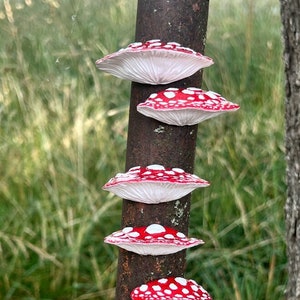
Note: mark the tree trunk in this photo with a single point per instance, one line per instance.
(153, 142)
(290, 14)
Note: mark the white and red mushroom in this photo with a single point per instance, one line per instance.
(154, 184)
(171, 288)
(153, 62)
(154, 239)
(185, 106)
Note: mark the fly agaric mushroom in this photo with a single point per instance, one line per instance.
(154, 184)
(154, 239)
(153, 62)
(172, 288)
(185, 106)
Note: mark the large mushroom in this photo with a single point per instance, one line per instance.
(185, 106)
(154, 184)
(153, 62)
(154, 239)
(172, 288)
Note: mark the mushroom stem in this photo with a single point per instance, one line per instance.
(185, 22)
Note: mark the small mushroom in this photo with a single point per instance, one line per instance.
(153, 62)
(154, 239)
(185, 106)
(171, 288)
(154, 184)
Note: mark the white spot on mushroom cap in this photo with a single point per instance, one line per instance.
(156, 287)
(169, 95)
(127, 229)
(181, 280)
(155, 167)
(144, 287)
(155, 228)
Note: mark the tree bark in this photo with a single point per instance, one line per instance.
(153, 142)
(290, 14)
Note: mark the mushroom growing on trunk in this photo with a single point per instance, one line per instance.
(153, 62)
(154, 239)
(172, 288)
(185, 106)
(154, 184)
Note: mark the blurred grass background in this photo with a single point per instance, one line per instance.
(63, 128)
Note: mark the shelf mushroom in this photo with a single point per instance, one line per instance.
(172, 288)
(185, 106)
(154, 184)
(154, 239)
(153, 62)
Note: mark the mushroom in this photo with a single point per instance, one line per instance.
(185, 106)
(154, 239)
(175, 288)
(153, 62)
(154, 184)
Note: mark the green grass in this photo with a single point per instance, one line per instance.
(63, 135)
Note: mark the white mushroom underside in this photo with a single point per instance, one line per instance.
(180, 117)
(152, 249)
(152, 192)
(153, 66)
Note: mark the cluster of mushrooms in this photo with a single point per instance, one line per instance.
(149, 63)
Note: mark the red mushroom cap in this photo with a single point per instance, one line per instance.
(154, 184)
(185, 106)
(153, 62)
(172, 288)
(154, 239)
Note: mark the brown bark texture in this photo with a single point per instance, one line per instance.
(152, 142)
(290, 14)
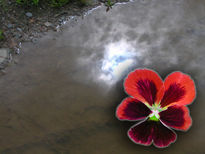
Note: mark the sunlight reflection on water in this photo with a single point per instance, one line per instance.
(119, 57)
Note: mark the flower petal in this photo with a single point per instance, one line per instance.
(148, 131)
(163, 136)
(179, 89)
(142, 133)
(145, 85)
(132, 109)
(176, 117)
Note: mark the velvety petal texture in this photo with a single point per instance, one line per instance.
(145, 85)
(148, 131)
(132, 109)
(179, 89)
(176, 117)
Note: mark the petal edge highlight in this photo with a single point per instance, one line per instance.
(176, 117)
(132, 109)
(179, 89)
(145, 85)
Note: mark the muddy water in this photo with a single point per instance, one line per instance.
(61, 96)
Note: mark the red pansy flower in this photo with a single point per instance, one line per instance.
(160, 104)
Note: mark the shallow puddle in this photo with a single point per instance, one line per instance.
(61, 96)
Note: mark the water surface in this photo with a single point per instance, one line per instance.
(61, 96)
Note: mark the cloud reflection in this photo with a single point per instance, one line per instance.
(119, 57)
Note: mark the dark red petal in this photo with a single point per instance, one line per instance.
(141, 133)
(145, 85)
(132, 109)
(179, 89)
(163, 136)
(146, 131)
(176, 117)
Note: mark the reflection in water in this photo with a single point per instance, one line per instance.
(119, 56)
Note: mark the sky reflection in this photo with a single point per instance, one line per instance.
(118, 57)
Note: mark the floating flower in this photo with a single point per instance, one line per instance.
(160, 104)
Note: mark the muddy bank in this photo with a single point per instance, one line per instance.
(26, 24)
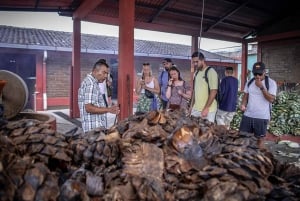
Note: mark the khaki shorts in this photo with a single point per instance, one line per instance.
(210, 117)
(224, 118)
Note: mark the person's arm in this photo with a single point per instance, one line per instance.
(187, 95)
(244, 101)
(211, 98)
(169, 89)
(213, 83)
(156, 88)
(90, 108)
(269, 97)
(138, 86)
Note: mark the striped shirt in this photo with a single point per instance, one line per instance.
(89, 93)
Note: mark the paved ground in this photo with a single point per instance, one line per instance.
(281, 151)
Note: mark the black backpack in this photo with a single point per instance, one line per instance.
(217, 97)
(267, 86)
(266, 82)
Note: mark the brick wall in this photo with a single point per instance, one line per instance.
(59, 63)
(58, 72)
(282, 58)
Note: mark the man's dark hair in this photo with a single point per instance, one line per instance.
(198, 54)
(99, 63)
(229, 70)
(175, 69)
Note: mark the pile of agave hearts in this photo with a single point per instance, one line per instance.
(155, 156)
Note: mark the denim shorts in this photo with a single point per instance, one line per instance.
(254, 125)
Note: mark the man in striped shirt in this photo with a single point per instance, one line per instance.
(90, 100)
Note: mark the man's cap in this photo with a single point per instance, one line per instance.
(167, 60)
(258, 67)
(229, 68)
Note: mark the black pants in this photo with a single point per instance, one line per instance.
(164, 104)
(254, 125)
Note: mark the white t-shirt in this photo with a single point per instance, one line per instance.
(258, 106)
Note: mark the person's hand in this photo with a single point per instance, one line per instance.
(204, 112)
(114, 109)
(243, 107)
(142, 83)
(180, 92)
(258, 82)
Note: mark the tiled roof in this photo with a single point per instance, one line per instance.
(31, 38)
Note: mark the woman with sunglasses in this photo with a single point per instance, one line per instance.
(256, 103)
(178, 91)
(147, 87)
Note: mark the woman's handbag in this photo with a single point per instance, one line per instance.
(174, 107)
(149, 94)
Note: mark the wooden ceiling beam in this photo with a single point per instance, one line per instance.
(168, 28)
(166, 4)
(279, 36)
(85, 8)
(192, 15)
(227, 15)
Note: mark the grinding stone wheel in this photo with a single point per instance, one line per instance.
(14, 94)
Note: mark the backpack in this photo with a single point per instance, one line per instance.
(267, 86)
(266, 82)
(217, 97)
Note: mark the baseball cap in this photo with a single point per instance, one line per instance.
(167, 60)
(258, 67)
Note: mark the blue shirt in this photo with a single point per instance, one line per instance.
(228, 94)
(89, 93)
(258, 106)
(163, 80)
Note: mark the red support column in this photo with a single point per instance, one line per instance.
(75, 69)
(195, 41)
(39, 83)
(126, 57)
(244, 64)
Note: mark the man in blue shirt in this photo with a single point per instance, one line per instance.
(256, 103)
(228, 95)
(163, 80)
(91, 101)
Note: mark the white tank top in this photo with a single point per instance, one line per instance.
(150, 85)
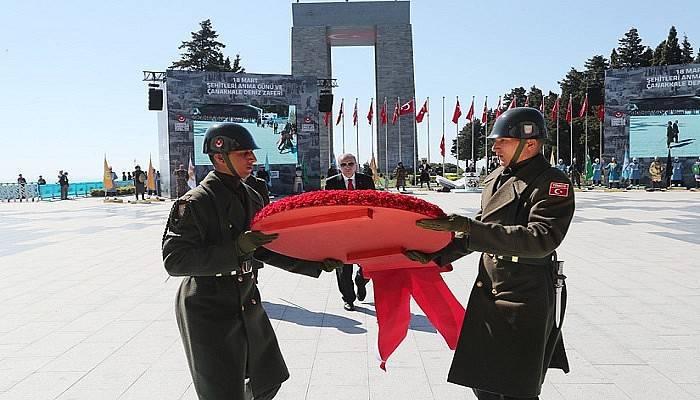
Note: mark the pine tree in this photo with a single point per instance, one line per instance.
(659, 57)
(631, 50)
(203, 52)
(614, 59)
(686, 51)
(673, 49)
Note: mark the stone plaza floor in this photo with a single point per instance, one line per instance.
(86, 309)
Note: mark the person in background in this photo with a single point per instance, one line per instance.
(696, 173)
(400, 174)
(614, 172)
(181, 177)
(64, 184)
(22, 183)
(656, 171)
(349, 179)
(139, 182)
(597, 174)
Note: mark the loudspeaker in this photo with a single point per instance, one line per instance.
(155, 99)
(325, 102)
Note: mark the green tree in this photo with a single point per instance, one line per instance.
(659, 57)
(203, 52)
(686, 51)
(630, 52)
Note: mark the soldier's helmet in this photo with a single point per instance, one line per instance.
(225, 137)
(520, 123)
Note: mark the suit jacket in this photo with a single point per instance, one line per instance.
(508, 338)
(361, 182)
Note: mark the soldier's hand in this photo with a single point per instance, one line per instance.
(331, 264)
(248, 241)
(450, 223)
(420, 256)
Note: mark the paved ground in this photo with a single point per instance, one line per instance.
(86, 311)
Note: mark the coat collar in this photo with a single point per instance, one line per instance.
(512, 188)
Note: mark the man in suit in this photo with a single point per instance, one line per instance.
(350, 179)
(512, 332)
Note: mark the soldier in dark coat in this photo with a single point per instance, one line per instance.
(225, 331)
(260, 186)
(181, 177)
(509, 337)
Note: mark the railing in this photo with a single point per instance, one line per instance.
(33, 191)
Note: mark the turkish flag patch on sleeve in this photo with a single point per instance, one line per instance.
(559, 189)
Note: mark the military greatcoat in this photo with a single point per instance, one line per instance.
(509, 339)
(226, 333)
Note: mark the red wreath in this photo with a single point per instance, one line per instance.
(371, 228)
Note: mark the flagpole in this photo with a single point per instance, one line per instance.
(371, 125)
(457, 138)
(443, 135)
(398, 117)
(472, 122)
(571, 132)
(558, 130)
(600, 144)
(486, 140)
(357, 132)
(427, 100)
(415, 139)
(386, 149)
(585, 122)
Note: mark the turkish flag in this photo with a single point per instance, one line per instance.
(396, 113)
(470, 113)
(456, 114)
(407, 108)
(382, 114)
(354, 114)
(584, 107)
(555, 110)
(601, 113)
(340, 113)
(421, 113)
(498, 108)
(513, 103)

+---+

§ Short problem
Repeat word for word every line from the one that holds "Note: mark the military" to the end. Both ends count.

§ Result for this task
Note: mark the military greatcoat in this photo with a single point per instance, one line per instance.
(509, 339)
(226, 333)
Note: mark the red wreath in this photo with a single point per instance, one line per instance.
(371, 228)
Note: mark the flagpole in this photo with a single point per instance, one line per instance.
(371, 125)
(457, 138)
(443, 135)
(398, 117)
(472, 122)
(571, 132)
(558, 130)
(600, 144)
(486, 140)
(357, 132)
(427, 100)
(415, 139)
(386, 149)
(585, 122)
Note: mark the turkish flag in this photo with a single point per instance, one line per instance.
(396, 113)
(470, 113)
(456, 114)
(407, 108)
(382, 114)
(354, 114)
(584, 107)
(555, 110)
(601, 113)
(340, 113)
(421, 113)
(498, 108)
(513, 103)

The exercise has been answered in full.